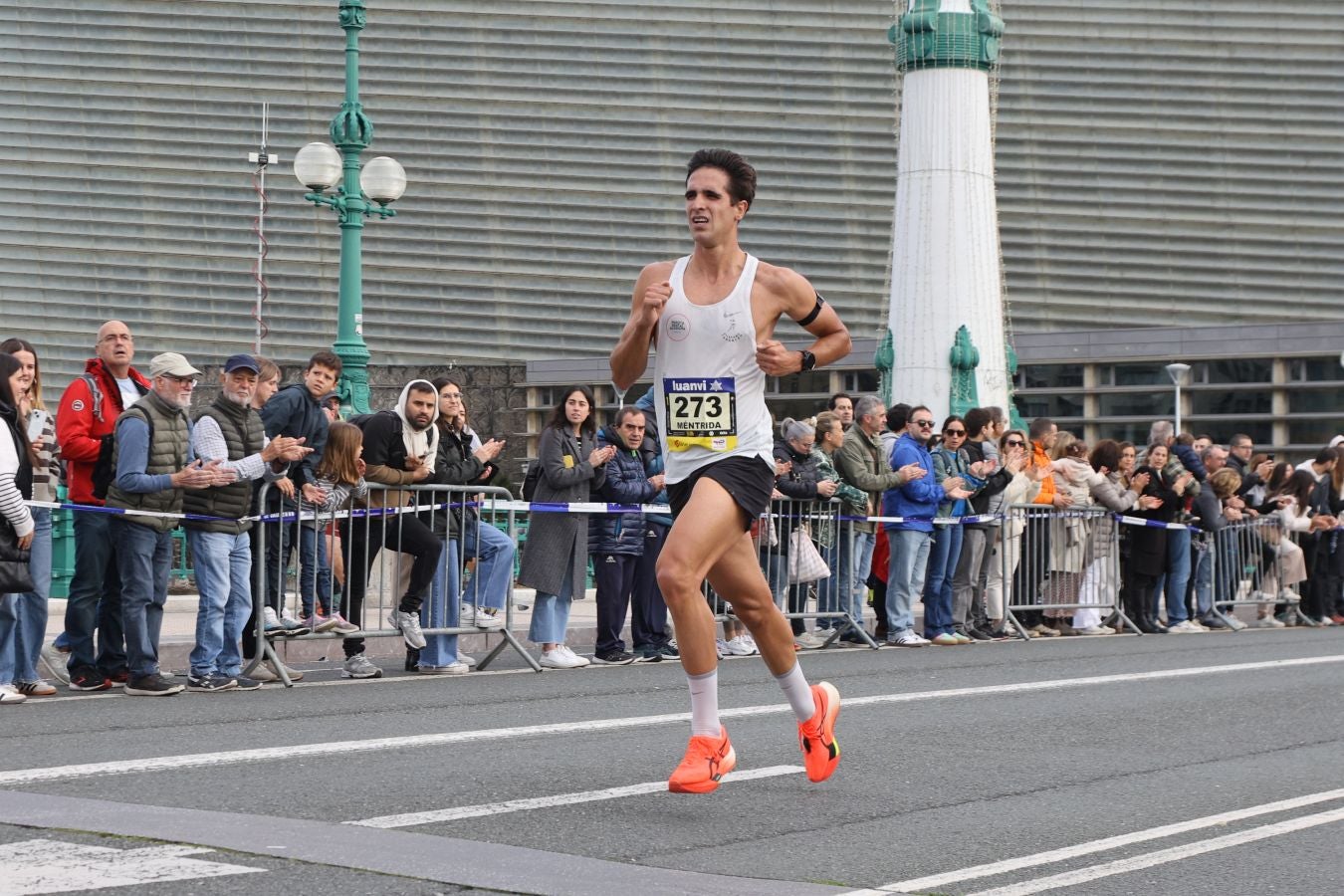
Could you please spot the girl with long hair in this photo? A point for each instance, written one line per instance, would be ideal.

==

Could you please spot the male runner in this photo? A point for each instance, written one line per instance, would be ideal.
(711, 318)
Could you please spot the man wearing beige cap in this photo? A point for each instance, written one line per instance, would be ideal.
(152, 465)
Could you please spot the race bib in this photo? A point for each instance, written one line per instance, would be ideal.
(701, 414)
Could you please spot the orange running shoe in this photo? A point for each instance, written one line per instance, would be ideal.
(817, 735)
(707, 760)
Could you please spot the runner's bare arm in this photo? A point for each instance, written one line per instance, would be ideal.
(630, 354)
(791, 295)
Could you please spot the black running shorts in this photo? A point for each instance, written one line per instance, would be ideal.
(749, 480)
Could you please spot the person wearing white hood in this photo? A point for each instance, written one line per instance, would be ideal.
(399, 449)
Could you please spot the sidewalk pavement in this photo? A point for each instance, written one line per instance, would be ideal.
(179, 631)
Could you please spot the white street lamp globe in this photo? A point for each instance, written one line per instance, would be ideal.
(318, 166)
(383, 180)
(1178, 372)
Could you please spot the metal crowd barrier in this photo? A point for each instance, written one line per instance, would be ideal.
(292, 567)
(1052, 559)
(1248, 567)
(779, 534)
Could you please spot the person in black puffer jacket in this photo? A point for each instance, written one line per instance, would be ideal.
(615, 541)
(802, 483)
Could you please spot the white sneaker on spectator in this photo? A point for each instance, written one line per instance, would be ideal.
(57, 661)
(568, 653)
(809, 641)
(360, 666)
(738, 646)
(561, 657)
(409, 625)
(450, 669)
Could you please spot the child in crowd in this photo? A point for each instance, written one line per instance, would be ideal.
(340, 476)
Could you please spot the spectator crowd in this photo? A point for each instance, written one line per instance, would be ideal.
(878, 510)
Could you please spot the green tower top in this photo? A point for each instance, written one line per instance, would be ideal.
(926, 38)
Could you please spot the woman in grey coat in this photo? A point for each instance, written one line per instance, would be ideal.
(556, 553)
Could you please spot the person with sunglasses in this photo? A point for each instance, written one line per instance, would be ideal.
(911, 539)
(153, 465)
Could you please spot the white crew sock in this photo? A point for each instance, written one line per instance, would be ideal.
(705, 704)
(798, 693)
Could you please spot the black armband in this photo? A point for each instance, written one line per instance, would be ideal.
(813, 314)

--

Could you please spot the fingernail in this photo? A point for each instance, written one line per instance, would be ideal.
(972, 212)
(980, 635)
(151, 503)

▶ **Job**
Pull every line from the data above that contains the string "crowd". Treat the match as case-sensitive.

▶ **Answer below**
Could you please spot the metal crowd barrier in this photo? A point for each instance, written one line per instance, would be ideal.
Could you please spot the child in crowd in this photo? A point for each instance, written one line per instance, would be ideal.
Could you please spot the spectator crowd in this photo? A point for each instance, written one line per instance, would be ideal.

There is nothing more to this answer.